◆ **REQUIRED WORK**: Are you able to quote each entry exactly as written?

◆ **DATA PROVIDED**:
· · · ·

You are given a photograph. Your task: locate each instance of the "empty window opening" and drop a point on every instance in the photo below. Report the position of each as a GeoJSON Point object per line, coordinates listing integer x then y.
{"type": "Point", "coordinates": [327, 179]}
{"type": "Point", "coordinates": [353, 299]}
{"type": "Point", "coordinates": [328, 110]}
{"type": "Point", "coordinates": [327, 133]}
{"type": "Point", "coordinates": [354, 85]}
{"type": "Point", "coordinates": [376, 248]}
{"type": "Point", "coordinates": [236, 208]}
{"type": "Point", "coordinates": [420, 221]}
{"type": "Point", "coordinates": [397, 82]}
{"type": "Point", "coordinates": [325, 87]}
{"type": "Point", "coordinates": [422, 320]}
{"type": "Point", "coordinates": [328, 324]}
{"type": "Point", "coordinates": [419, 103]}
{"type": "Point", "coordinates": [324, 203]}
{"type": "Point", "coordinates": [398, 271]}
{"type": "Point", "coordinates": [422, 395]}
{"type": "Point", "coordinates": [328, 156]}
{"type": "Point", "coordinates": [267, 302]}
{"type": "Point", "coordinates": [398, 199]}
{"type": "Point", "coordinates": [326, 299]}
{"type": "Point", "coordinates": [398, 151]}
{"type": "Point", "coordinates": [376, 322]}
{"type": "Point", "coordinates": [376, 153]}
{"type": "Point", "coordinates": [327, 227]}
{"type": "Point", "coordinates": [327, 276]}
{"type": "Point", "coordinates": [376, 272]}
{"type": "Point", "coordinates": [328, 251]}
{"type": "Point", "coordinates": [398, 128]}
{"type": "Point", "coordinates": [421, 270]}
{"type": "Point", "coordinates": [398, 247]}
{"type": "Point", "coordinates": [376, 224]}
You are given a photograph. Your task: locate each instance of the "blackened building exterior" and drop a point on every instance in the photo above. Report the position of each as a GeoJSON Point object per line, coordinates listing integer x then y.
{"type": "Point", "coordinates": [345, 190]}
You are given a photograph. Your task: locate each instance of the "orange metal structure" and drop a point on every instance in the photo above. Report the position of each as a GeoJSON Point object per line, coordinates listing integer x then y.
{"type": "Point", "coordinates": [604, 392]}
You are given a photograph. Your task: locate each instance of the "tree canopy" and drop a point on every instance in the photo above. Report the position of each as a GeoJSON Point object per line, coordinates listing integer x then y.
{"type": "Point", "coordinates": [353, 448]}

· · · ·

◆ **TASK RESULT**:
You are given a photograph. Your task: locate each instance of the "empty window opening" and drop a point on every instance in the photo below. Report the position of each as a GeoJSON Point object per line, coordinates listing integer x then y.
{"type": "Point", "coordinates": [327, 179]}
{"type": "Point", "coordinates": [353, 299]}
{"type": "Point", "coordinates": [328, 110]}
{"type": "Point", "coordinates": [327, 133]}
{"type": "Point", "coordinates": [354, 85]}
{"type": "Point", "coordinates": [376, 248]}
{"type": "Point", "coordinates": [236, 208]}
{"type": "Point", "coordinates": [420, 221]}
{"type": "Point", "coordinates": [397, 82]}
{"type": "Point", "coordinates": [325, 87]}
{"type": "Point", "coordinates": [422, 320]}
{"type": "Point", "coordinates": [328, 324]}
{"type": "Point", "coordinates": [419, 103]}
{"type": "Point", "coordinates": [324, 203]}
{"type": "Point", "coordinates": [398, 271]}
{"type": "Point", "coordinates": [422, 395]}
{"type": "Point", "coordinates": [328, 156]}
{"type": "Point", "coordinates": [267, 302]}
{"type": "Point", "coordinates": [398, 199]}
{"type": "Point", "coordinates": [326, 299]}
{"type": "Point", "coordinates": [398, 151]}
{"type": "Point", "coordinates": [376, 322]}
{"type": "Point", "coordinates": [376, 153]}
{"type": "Point", "coordinates": [327, 227]}
{"type": "Point", "coordinates": [327, 276]}
{"type": "Point", "coordinates": [376, 272]}
{"type": "Point", "coordinates": [328, 251]}
{"type": "Point", "coordinates": [398, 128]}
{"type": "Point", "coordinates": [421, 270]}
{"type": "Point", "coordinates": [398, 247]}
{"type": "Point", "coordinates": [376, 224]}
You are given a photograph. Your task: locate each instance of the "blackened building exterior" and drop a point on every instance in the photo above. Report the position of each as a GeoJSON Point object per line, coordinates listing integer x then y.
{"type": "Point", "coordinates": [345, 190]}
You are given a photograph. Your task: locate each instance of the "orange metal structure" and drop a point on every instance in the photo above. Report the position of each as a GeoJSON Point object per line, coordinates listing integer x then y.
{"type": "Point", "coordinates": [604, 392]}
You are given a photograph. Your task: locate each instance of the "tree canopy" and drop a point on every instance in the photo above. Report the position of each as a GeoJSON Point object per line, coordinates listing integer x then y.
{"type": "Point", "coordinates": [353, 448]}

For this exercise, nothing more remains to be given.